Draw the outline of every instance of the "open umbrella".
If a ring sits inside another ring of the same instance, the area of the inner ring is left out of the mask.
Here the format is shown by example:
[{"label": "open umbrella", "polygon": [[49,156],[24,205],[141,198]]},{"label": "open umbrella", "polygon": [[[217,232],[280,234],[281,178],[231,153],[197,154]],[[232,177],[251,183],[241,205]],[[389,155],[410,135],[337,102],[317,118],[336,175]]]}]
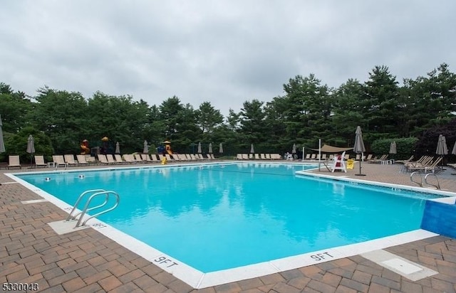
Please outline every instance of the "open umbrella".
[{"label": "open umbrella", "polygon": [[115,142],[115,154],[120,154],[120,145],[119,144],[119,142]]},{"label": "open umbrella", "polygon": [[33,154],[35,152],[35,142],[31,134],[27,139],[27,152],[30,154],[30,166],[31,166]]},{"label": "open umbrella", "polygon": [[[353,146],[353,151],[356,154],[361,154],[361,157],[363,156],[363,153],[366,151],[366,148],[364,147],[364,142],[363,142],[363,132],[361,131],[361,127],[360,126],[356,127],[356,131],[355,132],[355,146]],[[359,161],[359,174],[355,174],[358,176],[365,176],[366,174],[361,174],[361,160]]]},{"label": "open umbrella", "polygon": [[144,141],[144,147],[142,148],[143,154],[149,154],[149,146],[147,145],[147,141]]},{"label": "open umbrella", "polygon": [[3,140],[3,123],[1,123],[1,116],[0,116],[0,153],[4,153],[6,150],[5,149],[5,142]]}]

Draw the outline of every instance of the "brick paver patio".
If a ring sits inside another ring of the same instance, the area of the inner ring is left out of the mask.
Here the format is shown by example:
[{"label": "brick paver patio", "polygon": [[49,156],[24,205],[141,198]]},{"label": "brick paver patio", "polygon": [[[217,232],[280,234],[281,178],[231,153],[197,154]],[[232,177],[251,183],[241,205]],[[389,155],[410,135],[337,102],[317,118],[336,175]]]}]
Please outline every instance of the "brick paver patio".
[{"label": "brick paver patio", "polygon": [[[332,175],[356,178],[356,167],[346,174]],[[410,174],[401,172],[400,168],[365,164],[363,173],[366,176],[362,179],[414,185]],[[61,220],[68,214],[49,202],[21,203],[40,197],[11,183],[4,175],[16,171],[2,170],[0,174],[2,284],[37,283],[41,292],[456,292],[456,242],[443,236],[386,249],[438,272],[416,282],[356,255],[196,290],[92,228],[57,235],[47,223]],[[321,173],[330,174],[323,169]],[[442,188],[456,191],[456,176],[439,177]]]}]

==

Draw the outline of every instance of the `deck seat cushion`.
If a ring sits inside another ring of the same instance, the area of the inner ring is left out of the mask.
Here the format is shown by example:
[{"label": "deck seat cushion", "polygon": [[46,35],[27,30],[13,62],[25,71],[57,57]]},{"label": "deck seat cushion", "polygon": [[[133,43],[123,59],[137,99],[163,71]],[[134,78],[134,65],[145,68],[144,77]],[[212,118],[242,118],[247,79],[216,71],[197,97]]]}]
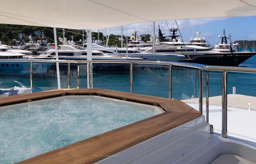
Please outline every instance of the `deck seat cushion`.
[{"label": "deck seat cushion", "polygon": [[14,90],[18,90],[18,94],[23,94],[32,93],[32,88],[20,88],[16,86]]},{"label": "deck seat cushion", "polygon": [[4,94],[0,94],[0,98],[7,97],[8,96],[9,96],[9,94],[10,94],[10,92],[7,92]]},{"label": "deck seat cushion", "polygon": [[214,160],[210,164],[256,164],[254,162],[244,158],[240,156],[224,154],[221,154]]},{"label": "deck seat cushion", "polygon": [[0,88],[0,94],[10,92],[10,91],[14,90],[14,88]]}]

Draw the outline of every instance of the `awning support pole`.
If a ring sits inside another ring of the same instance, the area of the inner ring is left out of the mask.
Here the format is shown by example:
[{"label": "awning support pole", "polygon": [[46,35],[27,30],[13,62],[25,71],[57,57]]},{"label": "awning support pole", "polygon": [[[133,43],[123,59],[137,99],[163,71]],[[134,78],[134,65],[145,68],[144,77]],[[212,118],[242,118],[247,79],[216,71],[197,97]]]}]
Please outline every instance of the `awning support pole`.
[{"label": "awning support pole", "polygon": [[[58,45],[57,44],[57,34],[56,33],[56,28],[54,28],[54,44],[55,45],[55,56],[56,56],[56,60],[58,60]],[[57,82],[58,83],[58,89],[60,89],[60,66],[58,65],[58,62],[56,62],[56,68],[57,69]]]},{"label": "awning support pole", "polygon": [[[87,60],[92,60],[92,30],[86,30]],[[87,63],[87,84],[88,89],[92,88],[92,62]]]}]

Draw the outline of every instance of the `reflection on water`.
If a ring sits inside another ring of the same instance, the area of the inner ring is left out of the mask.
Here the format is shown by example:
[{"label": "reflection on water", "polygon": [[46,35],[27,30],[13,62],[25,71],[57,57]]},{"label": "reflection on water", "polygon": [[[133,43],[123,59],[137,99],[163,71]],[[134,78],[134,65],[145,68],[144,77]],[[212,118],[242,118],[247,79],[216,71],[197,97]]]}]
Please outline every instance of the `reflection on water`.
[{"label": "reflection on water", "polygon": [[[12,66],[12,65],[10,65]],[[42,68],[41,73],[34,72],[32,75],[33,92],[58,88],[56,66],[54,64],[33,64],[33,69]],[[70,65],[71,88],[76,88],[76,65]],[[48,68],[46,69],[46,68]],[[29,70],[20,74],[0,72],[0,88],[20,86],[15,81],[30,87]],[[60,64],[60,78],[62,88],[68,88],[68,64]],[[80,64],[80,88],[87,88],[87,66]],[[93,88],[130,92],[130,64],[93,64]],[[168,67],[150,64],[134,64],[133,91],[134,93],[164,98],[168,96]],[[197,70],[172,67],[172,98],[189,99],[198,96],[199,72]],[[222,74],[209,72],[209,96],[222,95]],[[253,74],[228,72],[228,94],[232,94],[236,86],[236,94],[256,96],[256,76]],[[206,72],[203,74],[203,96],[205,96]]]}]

The request | Pick out every row above that contains the word "Please", matching case exactly, and copy each one.

Expected output |
Please outline every instance of the "open umbrella".
Please outline every instance of the "brick paver patio".
Please outline every instance of the `deck seat cushion`.
Please outline every instance of the `awning support pole`.
Please outline every instance of the `reflection on water`.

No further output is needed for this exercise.